DOCUMENT EXTRACT:
Magnandonovan v. City of Los Angeles, B192892 (Cal. App. 10/29/2008)

Decision Date29 October 2008
Docket NumberB192892
PartiesLYNN MAGNANDONOVAN, Plaintiff and Appellant, v. CITY OF LOS ANGELES, Defendant and Appellant.
CourtCalifornia Court of Appeals Court of Appeals

Appeals from a judgment of the Superior Court of Los Angeles County, No. BC286908, W. Michael Hayes, Judge. (Assigned by the Chief Justice pursuant to art. VI, § 6 of the Cal. Const.) Reversed with directions.

Eisenberg and Hancock, Jon B. Eisenberg, William N. Hancock; Samuel J. Wells; and Michael P. King for Plaintiff and Appellant

Rockard J. Delgadillo, City Attorney (Los Angeles County), and Claudia McGee Henry, Senior Assistant City Attorney, for Defendant and Appellant.

TURNER, P.J.

I. INTRODUCTION

In People v. Hill (1998) 17 Cal.4th 800, 819-820, Associate Justice Kathryn Mickle Werdegar, speaking for a unanimous Supreme Court wrote: "Prosecutors . . . are held to an elevated standard of conduct. `It is the duty of every member of the bar to "maintain the respect due to the courts" and to "abstain from all offensive personality." (Bus. & Prof. Code, § 6068, subds. (b) and (f).) A prosecutor is held to a standard higher than that imposed on other attorneys because of the unique function he or she performs in representing the interests, and in exercising the sovereign power, of the state. (People v. Kelley (1977) 75 Cal.App.3d 672, 690.) As the United States Supreme Court has explained, the prosecutor represents "a sovereignty whose obligation to govern impartially is as compelling as its obligation to govern at all; and whose interest, therefore, in a criminal prosecution is not that it shall win a case, but that justice shall be done." (Berger v. United States (1935) 295 U.S. 78, 88.) Prosecutors who engage in rude or intemperate behavior, even in response to provocation by opposing counsel, greatly demean the office they hold and the People in whose name they serve. [Citations.]' [Citations.]" Here, we address a retaliation case in which plaintiff, a now terminated deputy city attorney, among other things admitted she angrily threatened a superior court commissioner that he would have to answer to his creator for a judicial ruling.

Defendant, the City of Los Angeles, appeals from a judgment, after a jury trial, in favor of plaintiff, Lynn Magnandonovan. Defendant contends: plaintiff failed to exhaust her administrative remedies under the Fair Employment and Housing Act (Gov. Code, § 12940 et seq.) and Labor Code section 1102.5; plaintiff failed to comply with the Government Claims Act (Gov. Code, § 810 et seq.); and there was no substantial evidence defendant's reasons for discharging plaintiff were a pretext for retaliation. Plaintiff appeals from the judgment solely with respect to attorney fees. We conclude: defendant, a public entity, is not subject to liability on a common law wrongful discharge in violation of public policy claim; defendant waived its exhaustion arguments; a Fair Employment and Housing Act cause of action is not subject to the government claim requirement; and defendant presented strong, uncontradicted evidence of a legitimate, non-retaliatory reason for discharging plaintiff, in the face of which plaintiff's weak pretext evidence was insufficient as a matter of law to support a reasonable inference of intentional retaliation; therefore, the judgment must be reversed with directions to enter a judgment in defendant's favor. Plaintiff's appeal relating to attorney fees thus has no merit.

EXTRACTED ENTRIES:
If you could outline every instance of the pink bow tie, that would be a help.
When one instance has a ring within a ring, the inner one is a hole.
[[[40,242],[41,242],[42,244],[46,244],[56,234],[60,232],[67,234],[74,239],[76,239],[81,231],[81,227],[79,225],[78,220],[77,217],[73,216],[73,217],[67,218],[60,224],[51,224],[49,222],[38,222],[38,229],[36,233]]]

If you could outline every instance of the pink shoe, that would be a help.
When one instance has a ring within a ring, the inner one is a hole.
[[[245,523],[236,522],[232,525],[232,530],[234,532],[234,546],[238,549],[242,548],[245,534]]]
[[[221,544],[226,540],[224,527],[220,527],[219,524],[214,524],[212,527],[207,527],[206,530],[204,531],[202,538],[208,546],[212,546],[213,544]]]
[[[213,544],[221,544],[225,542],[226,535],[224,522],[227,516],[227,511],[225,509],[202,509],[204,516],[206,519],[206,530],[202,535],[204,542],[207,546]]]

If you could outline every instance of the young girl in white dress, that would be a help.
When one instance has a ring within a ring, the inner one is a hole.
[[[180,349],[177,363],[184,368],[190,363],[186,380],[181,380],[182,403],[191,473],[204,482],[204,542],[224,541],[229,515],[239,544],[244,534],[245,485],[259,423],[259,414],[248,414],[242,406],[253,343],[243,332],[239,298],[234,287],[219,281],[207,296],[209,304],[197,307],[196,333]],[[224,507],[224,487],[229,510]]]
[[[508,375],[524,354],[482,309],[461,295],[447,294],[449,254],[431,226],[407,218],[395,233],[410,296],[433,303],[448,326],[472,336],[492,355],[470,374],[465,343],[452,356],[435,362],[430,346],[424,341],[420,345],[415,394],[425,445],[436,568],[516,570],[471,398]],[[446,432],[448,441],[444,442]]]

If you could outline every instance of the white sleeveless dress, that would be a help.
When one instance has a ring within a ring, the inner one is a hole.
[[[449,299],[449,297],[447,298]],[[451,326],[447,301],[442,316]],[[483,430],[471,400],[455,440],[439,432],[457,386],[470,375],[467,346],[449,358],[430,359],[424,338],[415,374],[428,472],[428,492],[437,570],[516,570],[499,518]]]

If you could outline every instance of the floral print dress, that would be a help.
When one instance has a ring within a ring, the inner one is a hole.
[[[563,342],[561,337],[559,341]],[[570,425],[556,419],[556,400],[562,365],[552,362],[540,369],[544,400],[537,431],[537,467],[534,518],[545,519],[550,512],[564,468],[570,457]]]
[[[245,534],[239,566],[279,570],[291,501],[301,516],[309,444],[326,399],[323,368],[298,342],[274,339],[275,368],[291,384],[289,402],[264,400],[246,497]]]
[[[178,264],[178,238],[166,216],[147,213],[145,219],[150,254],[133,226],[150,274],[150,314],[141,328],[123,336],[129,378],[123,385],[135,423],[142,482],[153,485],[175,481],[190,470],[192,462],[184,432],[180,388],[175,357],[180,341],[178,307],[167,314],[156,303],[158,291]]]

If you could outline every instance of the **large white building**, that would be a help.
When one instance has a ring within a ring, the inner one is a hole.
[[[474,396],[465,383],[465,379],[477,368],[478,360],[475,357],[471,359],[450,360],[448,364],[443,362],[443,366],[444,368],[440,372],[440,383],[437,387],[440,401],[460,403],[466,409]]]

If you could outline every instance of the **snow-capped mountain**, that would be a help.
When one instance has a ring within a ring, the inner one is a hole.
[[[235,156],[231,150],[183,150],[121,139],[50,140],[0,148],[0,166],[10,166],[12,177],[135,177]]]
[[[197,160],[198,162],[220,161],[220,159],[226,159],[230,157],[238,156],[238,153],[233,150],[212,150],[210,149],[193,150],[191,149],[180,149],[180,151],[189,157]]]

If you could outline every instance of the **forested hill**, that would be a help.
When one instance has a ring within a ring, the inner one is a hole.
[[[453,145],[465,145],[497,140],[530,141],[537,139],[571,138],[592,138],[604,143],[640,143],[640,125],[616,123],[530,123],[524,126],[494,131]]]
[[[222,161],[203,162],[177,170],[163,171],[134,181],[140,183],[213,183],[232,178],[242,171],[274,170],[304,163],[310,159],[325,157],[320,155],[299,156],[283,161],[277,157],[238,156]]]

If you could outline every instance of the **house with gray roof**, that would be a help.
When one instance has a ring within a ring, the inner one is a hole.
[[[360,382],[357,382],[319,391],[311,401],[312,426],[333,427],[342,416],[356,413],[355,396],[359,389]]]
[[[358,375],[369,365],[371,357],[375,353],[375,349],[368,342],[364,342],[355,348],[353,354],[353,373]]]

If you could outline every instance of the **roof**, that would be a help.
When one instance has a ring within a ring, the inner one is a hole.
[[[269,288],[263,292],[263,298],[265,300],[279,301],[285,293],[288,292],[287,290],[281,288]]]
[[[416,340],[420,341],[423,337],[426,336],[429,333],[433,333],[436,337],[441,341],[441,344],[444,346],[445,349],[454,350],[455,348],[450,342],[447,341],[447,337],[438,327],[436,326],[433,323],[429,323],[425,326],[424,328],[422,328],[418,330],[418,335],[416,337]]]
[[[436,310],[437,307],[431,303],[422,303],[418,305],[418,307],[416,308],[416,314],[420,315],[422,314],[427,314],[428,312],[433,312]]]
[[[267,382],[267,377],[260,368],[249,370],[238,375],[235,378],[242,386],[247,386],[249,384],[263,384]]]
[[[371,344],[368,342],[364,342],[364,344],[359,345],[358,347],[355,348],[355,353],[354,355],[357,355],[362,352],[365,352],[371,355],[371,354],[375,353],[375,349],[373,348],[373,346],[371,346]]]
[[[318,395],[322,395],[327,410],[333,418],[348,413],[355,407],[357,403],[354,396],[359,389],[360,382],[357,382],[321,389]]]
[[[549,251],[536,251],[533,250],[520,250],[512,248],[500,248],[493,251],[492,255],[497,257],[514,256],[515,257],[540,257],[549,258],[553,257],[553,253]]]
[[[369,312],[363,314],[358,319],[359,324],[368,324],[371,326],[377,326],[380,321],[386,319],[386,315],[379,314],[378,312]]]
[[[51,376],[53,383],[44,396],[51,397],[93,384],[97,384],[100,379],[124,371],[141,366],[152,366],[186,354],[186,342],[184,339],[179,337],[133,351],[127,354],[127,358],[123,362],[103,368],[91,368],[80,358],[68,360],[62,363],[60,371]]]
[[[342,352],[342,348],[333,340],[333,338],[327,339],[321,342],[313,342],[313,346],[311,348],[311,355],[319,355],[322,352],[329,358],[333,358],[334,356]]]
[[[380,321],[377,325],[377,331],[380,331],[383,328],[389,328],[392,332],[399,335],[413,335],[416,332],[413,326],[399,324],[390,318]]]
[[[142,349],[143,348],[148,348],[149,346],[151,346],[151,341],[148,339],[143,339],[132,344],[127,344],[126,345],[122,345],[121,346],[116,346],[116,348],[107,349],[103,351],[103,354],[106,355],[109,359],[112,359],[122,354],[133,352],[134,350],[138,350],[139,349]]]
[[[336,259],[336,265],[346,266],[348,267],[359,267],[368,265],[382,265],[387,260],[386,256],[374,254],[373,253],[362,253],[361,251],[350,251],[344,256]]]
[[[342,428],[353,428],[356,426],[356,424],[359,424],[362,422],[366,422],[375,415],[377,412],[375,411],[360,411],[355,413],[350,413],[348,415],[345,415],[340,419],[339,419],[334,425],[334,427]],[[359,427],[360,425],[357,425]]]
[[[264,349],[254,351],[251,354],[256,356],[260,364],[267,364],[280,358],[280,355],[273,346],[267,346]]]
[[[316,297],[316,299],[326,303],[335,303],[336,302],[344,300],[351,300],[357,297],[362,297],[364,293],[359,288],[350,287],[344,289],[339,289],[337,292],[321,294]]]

INSTRUCTIONS FOR THE TASK:
In the court opinion above, which justice spoke for the unanimous Supreme Court in People v. Hill?

SOLUTION FOR THIS PROBLEM:
Associate Justice Kathryn Mickle Werdegar